* [Exercise tasks]:
(1) In the text on West Coast longshore workers, condense the paragraph beginning "ILWU workers receive a compensation package" into a bulleted list that keeps its main facts.
(2) Write the next part of the text on West Coast longshore workers, picking up after its final line.

* [Source text]:
[BEGIN]

What are other potential flashpoints?
Jurisdiction is a big one. With union jobs in general in decline, unions are fighting it out among themselves over who will represent the remaining workers. The West Coast waterfront is no exception. At several terminals along the coast non-ILWU workers represented by unions like the International Association of Machinists and the International Brotherhood of Electrical Workers must co-exist with the ILWU, which would prefer to represent all workers inside marine terminals. But the ILWU is not necessarily in the best position to represent those workers. The spread of technology and automation threatens ILWU jurisdiction because maintaining the sophisticated cargo-handling equipment requires specialized skills that the mechanics and electricians unions encourage by putting their members through rigorous educational and apprenticeship programs. Last year the ILWU withdrew from the AFL-CIO, complaining that the umbrella labor organization was not supporting it in jurisdictional disputes with other unions. The ILWU still has bad memories of losing a jurisdictional battle in the early 1990s to unload ships at a steel plant in Northern California; if there is a core longshore function, it’s working ships, and that work is done by the Operating Engineers union.
How much do West Coast longshoremen earn?
ILWU workers receive a compensation package that is “among the most lucrative among all blue-collar workers in the United States,” according to the PMA. Full-time workers earn an average of $142,000 annually in wages, along with a non-wage benefits package costing more than $82,000 per active worker per year. Pay ranges depend on the job, with regular longshoremen earning less than clerks and both of them earning less than foremen. According to the 2013 Pacific Maritime Association Annual Report, most of the 9,985 “Class A” longshoremen working that year, which comprised those who worked 2,000 or more total hours, earned roughly $137,000 per year, though many earned less and a few of the highest paid longshoremen, those who worked an average of more than 50 hours per week, earned over $200,000. Most clerks earned roughly $147,000, while the highest-paid earned well over $200,000 per year. Walking bosses, or foremen, are the highest-paid ILWU workers, many of them earning well over $200,000 and some more than $300,000. Nearly 13,600 ILWU workers are employed at West Coast ports. In 2013, the total payroll for the nearly 13,600 ILWU members was roughly $1.4 billion. For detail on ILWU worker incomes, see this display.
Are wages expected to be a sticking point in the negotiations?

[END]

* [Records shown]:

[BEGIN]

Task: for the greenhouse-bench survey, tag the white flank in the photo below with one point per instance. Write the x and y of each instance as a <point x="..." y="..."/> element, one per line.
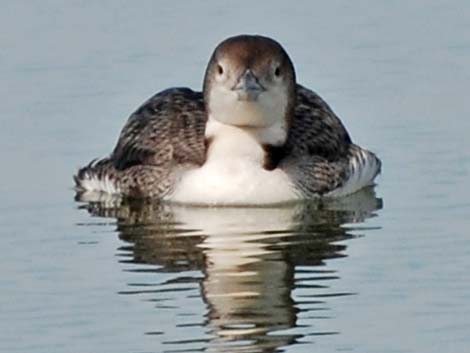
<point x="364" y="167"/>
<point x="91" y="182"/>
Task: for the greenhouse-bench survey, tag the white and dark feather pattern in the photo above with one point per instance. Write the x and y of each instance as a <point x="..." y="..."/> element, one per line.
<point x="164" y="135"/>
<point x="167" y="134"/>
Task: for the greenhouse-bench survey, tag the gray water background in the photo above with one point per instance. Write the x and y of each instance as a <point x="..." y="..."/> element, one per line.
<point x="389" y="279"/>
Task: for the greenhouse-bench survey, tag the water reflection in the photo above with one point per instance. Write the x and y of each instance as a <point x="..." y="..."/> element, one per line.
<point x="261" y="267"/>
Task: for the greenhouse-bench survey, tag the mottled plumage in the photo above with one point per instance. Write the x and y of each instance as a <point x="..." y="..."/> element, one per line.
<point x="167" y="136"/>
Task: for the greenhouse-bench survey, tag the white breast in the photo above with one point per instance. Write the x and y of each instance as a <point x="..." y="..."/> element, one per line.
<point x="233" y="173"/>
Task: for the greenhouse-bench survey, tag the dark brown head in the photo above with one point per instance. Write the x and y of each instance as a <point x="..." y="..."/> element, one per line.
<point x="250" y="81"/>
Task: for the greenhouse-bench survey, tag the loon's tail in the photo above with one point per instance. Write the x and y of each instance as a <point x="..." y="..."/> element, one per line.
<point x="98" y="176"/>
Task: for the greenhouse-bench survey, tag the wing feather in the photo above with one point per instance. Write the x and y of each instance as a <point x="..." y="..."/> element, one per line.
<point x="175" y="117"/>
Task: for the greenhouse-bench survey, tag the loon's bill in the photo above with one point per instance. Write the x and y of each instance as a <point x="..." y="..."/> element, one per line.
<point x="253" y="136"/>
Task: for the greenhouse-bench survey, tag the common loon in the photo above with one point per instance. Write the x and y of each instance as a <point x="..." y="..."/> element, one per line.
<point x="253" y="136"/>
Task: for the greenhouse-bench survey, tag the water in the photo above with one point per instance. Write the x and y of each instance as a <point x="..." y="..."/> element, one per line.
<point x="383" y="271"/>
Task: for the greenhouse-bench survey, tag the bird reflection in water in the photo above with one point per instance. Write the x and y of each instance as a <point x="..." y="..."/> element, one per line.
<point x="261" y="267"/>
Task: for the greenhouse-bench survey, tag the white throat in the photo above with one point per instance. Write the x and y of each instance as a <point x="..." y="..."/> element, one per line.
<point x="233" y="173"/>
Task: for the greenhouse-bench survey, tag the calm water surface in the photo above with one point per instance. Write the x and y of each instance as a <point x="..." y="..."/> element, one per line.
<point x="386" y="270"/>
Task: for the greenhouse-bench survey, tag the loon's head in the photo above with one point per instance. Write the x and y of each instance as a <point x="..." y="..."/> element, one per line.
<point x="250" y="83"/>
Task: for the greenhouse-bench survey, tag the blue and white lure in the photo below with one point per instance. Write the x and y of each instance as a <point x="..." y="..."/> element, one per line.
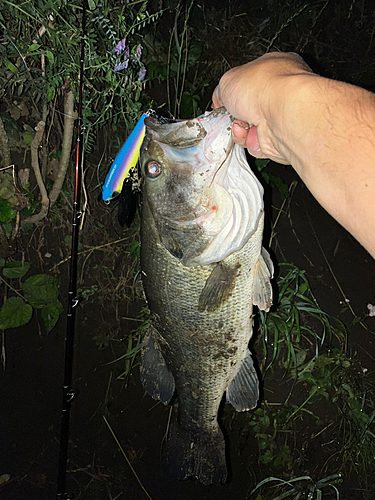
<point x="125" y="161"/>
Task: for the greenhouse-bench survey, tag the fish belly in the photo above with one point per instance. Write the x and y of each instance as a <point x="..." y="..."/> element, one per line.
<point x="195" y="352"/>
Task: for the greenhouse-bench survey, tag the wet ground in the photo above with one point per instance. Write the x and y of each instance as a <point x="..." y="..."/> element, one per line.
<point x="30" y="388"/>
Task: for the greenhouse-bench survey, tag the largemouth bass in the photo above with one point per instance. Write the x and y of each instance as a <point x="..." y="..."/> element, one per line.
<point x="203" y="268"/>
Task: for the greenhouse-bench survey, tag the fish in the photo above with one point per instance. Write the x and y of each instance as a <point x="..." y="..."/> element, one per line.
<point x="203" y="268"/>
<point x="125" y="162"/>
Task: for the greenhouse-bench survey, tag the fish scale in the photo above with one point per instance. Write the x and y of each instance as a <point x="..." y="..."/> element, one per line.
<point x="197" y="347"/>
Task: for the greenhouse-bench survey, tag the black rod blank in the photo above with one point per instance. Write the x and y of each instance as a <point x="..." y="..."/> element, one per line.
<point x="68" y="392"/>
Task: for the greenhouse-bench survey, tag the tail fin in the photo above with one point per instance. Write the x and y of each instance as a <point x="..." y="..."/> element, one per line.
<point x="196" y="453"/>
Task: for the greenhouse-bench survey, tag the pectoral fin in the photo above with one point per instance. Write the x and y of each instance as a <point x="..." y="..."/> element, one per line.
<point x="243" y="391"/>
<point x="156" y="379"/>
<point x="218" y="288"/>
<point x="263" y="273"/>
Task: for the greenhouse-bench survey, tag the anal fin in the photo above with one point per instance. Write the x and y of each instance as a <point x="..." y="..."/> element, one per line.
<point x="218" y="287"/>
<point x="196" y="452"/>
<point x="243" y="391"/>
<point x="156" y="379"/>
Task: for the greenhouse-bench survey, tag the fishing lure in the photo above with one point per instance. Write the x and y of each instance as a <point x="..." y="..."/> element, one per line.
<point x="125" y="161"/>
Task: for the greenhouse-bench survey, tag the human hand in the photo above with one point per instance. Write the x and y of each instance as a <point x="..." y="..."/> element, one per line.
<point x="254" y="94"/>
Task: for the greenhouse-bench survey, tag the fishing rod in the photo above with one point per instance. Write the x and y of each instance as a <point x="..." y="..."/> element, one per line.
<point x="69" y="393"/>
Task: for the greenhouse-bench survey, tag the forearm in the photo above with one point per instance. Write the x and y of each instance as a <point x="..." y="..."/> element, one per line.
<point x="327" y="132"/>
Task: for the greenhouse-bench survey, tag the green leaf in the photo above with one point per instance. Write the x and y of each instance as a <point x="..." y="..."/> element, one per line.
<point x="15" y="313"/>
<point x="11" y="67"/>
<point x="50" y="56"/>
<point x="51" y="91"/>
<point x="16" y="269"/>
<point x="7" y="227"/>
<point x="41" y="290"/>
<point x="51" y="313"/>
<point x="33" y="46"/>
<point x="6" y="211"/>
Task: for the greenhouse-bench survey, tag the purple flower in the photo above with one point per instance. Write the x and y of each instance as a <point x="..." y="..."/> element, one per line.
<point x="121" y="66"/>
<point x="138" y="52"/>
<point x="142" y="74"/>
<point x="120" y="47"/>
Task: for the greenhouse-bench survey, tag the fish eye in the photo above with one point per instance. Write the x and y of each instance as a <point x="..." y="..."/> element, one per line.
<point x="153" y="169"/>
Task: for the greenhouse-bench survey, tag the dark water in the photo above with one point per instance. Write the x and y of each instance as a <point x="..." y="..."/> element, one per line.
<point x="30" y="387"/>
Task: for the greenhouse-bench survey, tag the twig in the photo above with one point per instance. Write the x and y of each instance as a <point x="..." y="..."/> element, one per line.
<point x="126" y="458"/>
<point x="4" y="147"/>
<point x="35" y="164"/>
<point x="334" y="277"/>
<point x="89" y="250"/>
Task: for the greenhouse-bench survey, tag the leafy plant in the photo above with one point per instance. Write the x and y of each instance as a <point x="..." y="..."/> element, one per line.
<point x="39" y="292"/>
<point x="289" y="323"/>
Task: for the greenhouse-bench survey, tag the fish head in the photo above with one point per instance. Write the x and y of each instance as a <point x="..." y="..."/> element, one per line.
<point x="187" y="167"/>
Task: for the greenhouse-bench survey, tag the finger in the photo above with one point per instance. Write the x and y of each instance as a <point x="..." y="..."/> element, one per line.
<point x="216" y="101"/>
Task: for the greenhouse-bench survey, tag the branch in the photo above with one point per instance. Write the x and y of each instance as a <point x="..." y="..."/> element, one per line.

[END]
[BEGIN]

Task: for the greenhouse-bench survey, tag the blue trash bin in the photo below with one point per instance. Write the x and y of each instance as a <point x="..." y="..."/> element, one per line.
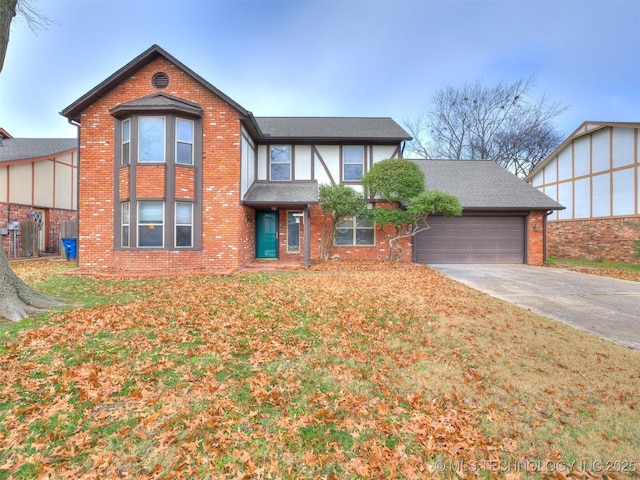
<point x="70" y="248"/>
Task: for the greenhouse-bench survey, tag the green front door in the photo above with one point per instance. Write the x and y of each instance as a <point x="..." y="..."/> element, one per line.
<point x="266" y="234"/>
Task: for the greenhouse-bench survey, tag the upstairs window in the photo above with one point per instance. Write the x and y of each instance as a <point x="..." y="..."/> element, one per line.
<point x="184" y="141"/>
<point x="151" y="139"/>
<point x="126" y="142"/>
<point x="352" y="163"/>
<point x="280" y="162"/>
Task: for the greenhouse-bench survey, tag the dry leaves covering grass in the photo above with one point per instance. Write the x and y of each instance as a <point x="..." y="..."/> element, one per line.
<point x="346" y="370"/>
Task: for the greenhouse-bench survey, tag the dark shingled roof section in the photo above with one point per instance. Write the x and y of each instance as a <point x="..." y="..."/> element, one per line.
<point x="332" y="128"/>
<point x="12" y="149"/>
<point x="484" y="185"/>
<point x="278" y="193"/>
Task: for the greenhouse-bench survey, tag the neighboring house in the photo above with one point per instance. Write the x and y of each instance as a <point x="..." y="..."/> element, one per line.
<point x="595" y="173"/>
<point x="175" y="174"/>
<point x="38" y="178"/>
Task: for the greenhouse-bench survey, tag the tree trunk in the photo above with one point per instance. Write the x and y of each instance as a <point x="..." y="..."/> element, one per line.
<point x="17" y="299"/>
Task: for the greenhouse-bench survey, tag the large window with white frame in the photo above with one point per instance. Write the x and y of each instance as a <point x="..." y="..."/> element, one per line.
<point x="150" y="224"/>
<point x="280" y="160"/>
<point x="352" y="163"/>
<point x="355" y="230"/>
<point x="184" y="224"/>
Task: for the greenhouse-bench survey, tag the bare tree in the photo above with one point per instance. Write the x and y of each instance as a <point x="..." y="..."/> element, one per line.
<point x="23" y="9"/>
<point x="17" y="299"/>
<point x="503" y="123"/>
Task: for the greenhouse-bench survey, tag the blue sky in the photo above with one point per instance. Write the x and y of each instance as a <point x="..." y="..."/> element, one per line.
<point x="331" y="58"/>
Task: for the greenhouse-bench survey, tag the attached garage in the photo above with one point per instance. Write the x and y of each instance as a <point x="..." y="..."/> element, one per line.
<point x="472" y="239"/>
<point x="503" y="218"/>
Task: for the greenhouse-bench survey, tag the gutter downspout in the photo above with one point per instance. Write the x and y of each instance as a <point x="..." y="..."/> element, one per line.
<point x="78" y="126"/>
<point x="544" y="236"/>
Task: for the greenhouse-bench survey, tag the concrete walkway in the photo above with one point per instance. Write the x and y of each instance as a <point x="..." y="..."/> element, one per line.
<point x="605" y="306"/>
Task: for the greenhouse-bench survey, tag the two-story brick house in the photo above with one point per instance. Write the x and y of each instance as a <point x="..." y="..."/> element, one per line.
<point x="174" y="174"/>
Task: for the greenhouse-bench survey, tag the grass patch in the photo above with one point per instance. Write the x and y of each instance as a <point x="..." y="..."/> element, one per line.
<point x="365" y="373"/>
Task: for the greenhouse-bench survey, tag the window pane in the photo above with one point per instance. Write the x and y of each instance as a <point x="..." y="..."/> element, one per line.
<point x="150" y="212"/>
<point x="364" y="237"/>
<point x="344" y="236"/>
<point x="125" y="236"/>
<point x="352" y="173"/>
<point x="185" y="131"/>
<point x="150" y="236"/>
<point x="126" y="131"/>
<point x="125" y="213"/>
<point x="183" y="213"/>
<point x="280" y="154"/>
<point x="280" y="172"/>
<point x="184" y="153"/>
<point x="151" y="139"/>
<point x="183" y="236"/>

[END]
[BEGIN]

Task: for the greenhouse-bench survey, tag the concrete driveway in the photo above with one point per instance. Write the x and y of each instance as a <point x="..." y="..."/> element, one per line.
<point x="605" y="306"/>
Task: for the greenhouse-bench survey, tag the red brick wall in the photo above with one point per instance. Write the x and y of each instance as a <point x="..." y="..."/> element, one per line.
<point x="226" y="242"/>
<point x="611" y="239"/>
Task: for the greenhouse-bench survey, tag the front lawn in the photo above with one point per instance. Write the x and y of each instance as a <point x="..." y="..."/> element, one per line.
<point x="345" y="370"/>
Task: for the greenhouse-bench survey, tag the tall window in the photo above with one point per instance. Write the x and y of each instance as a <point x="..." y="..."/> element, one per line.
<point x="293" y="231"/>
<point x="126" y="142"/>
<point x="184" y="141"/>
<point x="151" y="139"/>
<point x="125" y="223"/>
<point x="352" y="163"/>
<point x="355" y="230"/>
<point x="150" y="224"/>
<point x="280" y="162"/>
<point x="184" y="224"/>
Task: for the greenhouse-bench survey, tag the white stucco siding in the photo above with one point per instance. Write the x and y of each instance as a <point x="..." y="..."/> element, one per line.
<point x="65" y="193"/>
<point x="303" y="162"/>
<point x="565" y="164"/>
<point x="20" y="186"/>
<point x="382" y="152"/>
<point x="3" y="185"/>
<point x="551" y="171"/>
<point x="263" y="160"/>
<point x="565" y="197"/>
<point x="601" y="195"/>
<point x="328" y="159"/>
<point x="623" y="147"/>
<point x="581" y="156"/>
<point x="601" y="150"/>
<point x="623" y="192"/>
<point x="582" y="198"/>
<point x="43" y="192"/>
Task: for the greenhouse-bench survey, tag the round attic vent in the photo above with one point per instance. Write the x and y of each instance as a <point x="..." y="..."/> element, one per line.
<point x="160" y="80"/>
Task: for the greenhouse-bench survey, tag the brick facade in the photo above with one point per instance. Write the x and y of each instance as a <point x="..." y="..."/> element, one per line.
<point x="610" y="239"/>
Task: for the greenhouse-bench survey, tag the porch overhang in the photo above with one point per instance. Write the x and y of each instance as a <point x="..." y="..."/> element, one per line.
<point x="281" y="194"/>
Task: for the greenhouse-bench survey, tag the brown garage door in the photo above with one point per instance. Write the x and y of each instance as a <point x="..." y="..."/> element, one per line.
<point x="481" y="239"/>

[END]

* [Task-by-task outputs]:
(1)
- The PMA calls ILWU pay "among the most lucrative" of all U.S. blue-collar workers.
- Full-time workers average $142,000 a year in wages, plus benefits costing over $82,000 per active worker per year.
- Regular longshoremen earn less than clerks, and both earn less than foremen.
- In 2013, most of the 9,985 Class A longshoremen (those working 2,000 or more hours) earned about $137,000. Some of the highest paid, averaging over 50 hours a week, earned more than $200,000.
- Most clerks earned about $147,000, and the highest paid earned well over $200,000.
- Walking bosses (foremen) are the highest paid. Many earn well over $200,000 and some over $300,000.
- Nearly 13,600 ILWU workers are employed at West Coast ports, with a 2013 total payroll of roughly $1.4 billion.

(2)
Probably not. Total longshore earnings, when overtime and skill-differential wages are included, are already among the highest in blue-collar America, so negotiators for both sides normally agree to modest annual hourly increases in the base wage.
What options do negotiators have for jurisdictional issues?
Jurisdiction can be tricky because the PMA as an employer group does not control 100 percent of the jbs on the waterfront. For example, the IBEW or IAM unions have contracts with individual employers that date back many years. Therefore the PMA can not arbitrarily give that jurisdiction to the ILWU. Jurisdictional issues can arise outside of the years when a contract is negotiated, such as when a terminal changes hands and the new owner has a contract with a different union. Appeals are then lodged through the established grievance procedures, or lawsuits may ensue. Jurisdictional issues are expected to intensify in coming years because automation eliminates some jobs but also creates new jobs calling for new skills.
How is automation being handled?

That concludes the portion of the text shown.